** Opening STUDY TEXT block **

Skin color is important and interesting. It is important because people think it is important. Humans often classify each other by complexion, and it has a high social importance in many cultures.

This tendency starts at a very young age. When my children are toddlers they’ve all misidentified photographs of black American males with a medium brown complexion as their father (for example, my son recently misidentified a photograph of me that was actually the singer Pharrell). In terms of my background though, I’m 100% Eurasian in ancestry. On a PCA plot, I’m about halfway between Europeans & Near Easterners and East Asians (I have 15% East Asian ancestry so I’m more shifted to East Asians than the typical South Asian).

** Closing STUDY TEXT block **
** Opening DATA SECTION block **

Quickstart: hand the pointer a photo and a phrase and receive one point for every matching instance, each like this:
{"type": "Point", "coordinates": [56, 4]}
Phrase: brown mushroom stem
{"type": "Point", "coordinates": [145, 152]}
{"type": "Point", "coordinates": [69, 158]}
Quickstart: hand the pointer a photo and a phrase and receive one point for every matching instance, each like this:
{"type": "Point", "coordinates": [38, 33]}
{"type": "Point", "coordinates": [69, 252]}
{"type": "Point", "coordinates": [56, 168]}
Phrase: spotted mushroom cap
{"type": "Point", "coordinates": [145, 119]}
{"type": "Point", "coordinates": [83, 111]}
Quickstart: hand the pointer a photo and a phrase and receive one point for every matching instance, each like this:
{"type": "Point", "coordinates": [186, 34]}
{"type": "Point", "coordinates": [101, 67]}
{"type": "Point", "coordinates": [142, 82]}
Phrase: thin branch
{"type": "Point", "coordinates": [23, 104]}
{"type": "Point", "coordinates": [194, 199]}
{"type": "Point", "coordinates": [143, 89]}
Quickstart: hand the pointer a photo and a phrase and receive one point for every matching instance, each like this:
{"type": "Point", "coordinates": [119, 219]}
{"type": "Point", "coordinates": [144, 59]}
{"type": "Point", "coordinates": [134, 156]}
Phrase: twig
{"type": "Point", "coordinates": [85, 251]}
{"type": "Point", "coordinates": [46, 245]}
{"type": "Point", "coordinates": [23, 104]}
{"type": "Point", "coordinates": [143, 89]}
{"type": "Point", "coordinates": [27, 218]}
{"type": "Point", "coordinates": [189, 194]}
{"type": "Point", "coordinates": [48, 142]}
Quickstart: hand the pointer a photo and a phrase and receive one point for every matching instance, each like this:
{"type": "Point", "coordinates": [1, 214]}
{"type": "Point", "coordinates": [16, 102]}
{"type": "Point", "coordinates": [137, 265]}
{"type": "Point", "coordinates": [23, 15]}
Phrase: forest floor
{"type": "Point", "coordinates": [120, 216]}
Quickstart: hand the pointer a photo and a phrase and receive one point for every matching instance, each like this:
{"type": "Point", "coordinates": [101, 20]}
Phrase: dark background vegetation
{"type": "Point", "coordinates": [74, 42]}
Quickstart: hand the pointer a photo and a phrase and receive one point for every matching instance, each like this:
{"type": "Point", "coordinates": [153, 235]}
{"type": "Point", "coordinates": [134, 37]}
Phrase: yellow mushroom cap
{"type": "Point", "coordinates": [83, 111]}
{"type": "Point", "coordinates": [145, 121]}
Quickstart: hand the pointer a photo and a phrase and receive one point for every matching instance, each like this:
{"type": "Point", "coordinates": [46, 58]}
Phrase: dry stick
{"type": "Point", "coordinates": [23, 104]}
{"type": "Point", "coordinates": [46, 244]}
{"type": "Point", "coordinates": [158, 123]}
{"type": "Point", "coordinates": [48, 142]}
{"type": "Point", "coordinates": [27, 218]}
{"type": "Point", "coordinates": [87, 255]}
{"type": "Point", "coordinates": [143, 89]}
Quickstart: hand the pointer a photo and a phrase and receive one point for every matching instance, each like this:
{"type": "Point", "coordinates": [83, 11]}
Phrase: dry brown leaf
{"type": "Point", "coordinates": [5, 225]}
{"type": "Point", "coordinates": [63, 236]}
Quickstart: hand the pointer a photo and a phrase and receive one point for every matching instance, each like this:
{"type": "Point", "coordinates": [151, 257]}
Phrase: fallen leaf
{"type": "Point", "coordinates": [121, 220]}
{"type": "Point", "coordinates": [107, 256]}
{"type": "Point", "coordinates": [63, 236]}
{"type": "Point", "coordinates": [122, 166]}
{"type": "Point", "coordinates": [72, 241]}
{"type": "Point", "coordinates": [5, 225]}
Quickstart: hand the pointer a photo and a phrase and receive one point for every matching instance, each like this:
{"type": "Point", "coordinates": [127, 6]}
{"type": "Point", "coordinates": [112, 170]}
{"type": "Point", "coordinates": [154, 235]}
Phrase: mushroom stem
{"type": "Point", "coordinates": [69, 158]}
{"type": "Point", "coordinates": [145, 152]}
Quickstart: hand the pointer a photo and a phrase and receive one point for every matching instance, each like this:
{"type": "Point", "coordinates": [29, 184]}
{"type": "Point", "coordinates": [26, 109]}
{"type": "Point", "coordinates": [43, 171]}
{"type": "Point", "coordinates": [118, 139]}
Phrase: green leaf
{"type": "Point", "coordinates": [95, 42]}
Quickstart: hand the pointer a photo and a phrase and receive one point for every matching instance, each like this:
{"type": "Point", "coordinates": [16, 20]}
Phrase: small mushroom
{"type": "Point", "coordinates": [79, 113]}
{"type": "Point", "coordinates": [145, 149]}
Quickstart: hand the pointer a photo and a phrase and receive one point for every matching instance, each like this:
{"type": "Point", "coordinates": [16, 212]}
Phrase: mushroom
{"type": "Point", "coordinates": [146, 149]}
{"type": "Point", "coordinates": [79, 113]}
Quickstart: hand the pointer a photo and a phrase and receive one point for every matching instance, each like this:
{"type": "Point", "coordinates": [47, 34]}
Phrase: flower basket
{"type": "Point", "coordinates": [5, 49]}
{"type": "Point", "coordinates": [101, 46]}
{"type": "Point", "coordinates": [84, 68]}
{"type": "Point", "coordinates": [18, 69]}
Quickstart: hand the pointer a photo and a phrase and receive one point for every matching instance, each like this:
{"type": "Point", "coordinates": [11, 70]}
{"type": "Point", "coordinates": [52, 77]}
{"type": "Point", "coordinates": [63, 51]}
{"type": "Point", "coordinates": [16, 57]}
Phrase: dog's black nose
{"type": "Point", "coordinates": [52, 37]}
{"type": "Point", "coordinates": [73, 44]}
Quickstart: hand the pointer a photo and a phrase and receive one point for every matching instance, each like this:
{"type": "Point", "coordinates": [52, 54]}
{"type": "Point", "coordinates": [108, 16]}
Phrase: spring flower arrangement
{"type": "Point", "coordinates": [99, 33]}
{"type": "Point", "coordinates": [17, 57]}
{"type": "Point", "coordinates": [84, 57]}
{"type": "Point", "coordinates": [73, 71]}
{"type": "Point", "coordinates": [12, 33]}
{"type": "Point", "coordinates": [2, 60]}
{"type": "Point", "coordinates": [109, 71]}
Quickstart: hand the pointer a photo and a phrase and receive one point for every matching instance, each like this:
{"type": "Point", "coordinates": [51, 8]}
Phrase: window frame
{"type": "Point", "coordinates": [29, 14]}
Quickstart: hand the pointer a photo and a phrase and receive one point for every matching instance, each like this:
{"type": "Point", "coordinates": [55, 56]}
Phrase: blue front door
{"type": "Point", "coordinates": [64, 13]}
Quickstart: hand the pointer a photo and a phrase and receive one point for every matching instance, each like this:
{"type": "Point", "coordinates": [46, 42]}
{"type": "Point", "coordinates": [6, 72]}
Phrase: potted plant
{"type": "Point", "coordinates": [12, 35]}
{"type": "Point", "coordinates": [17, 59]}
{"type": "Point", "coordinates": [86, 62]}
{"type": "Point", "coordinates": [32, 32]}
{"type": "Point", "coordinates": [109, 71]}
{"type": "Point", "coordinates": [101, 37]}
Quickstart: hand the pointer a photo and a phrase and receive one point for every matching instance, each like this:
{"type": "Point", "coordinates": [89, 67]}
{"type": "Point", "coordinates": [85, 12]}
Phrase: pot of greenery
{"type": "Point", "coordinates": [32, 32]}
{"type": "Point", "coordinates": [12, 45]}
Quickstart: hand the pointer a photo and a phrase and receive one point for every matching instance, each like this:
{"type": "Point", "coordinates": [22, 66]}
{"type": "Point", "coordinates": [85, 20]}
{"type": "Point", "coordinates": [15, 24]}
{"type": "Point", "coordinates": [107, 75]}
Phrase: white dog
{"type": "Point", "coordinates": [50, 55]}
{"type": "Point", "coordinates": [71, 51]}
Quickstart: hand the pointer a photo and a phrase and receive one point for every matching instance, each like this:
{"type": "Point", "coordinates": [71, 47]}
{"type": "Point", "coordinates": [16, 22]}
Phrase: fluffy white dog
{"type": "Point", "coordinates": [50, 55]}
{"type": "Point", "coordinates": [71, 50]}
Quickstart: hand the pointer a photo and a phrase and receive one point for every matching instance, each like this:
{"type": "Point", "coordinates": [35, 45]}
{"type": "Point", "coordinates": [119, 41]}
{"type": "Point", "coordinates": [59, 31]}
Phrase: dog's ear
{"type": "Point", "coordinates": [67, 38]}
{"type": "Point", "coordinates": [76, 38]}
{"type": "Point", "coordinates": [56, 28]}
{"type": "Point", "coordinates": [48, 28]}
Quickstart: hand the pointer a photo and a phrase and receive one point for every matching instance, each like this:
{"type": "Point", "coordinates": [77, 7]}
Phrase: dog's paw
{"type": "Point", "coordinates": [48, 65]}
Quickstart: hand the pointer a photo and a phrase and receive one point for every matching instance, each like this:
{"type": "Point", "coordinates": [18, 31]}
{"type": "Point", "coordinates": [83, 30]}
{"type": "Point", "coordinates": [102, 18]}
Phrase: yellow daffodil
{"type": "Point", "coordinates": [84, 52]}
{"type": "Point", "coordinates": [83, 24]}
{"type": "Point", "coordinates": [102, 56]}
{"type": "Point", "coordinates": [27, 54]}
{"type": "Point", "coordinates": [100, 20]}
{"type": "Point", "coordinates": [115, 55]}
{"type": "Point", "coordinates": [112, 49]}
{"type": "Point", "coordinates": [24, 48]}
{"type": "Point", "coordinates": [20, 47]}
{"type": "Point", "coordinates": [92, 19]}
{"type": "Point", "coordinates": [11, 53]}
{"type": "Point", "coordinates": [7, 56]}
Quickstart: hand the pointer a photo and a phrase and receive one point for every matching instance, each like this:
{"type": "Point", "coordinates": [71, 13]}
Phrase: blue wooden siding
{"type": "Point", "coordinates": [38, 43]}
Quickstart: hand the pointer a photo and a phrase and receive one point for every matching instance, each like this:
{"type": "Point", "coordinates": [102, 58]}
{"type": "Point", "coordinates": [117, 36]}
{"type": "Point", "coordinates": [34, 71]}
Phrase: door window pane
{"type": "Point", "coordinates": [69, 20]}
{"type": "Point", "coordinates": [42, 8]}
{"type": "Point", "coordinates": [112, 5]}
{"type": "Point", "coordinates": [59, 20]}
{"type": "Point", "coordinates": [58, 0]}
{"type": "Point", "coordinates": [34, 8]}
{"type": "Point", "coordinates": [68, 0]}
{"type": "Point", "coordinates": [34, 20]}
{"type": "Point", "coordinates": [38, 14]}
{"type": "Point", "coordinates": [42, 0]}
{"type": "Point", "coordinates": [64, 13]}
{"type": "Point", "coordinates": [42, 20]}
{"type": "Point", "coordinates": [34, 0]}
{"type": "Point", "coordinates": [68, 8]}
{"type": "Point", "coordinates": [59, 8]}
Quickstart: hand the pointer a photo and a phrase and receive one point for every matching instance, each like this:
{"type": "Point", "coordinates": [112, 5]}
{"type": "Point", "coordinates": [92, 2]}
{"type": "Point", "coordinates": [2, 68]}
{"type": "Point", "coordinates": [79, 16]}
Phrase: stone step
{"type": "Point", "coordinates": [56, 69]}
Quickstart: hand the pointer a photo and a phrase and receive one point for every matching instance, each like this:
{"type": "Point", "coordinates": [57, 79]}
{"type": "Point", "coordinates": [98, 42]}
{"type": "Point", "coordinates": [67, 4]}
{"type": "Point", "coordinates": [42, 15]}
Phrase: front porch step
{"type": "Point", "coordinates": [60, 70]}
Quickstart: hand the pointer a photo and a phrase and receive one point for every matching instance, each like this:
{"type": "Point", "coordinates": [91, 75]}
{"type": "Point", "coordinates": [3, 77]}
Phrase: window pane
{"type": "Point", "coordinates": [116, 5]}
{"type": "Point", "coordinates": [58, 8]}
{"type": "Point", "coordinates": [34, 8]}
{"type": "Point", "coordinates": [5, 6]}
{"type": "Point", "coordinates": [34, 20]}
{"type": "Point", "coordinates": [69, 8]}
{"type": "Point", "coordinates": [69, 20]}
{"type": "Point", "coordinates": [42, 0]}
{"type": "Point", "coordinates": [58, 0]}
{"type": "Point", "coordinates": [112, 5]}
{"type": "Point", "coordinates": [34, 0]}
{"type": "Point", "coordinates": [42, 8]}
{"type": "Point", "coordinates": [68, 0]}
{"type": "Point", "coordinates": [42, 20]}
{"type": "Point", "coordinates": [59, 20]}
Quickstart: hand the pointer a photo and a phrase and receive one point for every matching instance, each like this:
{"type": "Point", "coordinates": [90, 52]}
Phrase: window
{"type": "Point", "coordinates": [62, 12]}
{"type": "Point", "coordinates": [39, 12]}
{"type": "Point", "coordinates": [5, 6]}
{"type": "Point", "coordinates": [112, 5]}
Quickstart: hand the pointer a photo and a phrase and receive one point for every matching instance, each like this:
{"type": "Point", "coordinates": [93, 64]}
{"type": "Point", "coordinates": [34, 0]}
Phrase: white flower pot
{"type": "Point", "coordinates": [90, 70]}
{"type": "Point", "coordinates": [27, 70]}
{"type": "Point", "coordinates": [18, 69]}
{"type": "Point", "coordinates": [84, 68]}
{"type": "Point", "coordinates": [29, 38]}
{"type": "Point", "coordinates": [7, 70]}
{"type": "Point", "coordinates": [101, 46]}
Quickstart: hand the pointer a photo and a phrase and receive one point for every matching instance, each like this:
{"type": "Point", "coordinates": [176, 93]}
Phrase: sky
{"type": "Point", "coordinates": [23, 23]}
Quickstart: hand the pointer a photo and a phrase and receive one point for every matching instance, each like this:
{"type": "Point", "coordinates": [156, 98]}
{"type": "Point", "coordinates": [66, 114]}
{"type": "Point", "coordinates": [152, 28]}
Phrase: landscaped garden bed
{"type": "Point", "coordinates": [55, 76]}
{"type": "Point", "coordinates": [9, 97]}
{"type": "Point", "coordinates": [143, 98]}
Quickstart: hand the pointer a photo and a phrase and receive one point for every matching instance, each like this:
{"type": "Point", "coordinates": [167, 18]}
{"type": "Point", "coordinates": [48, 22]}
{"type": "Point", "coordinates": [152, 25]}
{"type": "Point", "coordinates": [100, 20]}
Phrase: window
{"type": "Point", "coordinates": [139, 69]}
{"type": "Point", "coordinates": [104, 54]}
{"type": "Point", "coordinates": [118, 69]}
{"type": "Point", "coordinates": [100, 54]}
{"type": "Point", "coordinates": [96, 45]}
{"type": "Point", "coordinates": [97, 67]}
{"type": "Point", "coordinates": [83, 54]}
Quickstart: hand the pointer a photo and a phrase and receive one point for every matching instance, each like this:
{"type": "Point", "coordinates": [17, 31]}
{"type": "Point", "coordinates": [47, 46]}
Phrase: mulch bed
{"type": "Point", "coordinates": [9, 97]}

** Closing DATA SECTION block **

TO DO.
1. Repeat the part of the skin color passage starting at "Skin color is" and ending at "typical South Asian).", word for word.
2. Answer these from the skin color passage:
(a) By what do humans often classify each other?
(b) Which singer appeared in the photograph that the writer's son mistook for the writer?
(c) What share of the writer's ancestry is East Asian?
Rely only on the skin color passage for your answers.

RESULTS IN ORDER.
1.
Skin color is important and interesting. It is important because people think it is important. Humans often classify each other by complexion, and it has a high social importance in many cultures.

This tendency starts at a very young age. When my children are toddlers they’ve all misidentified photographs of black American males with a medium brown complexion as their father (for example, my son recently misidentified a photograph of me that was actually the singer Pharrell). In terms of my background though, I’m 100% Eurasian in ancestry. On a PCA plot, I’m about halfway between Europeans & Near Easterners and East Asians (I have 15% East Asian ancestry so I’m more shifted to East Asians than the typical South Asian).

2.
(a) By complexion.
(b) Pharrell.
(c) 15%.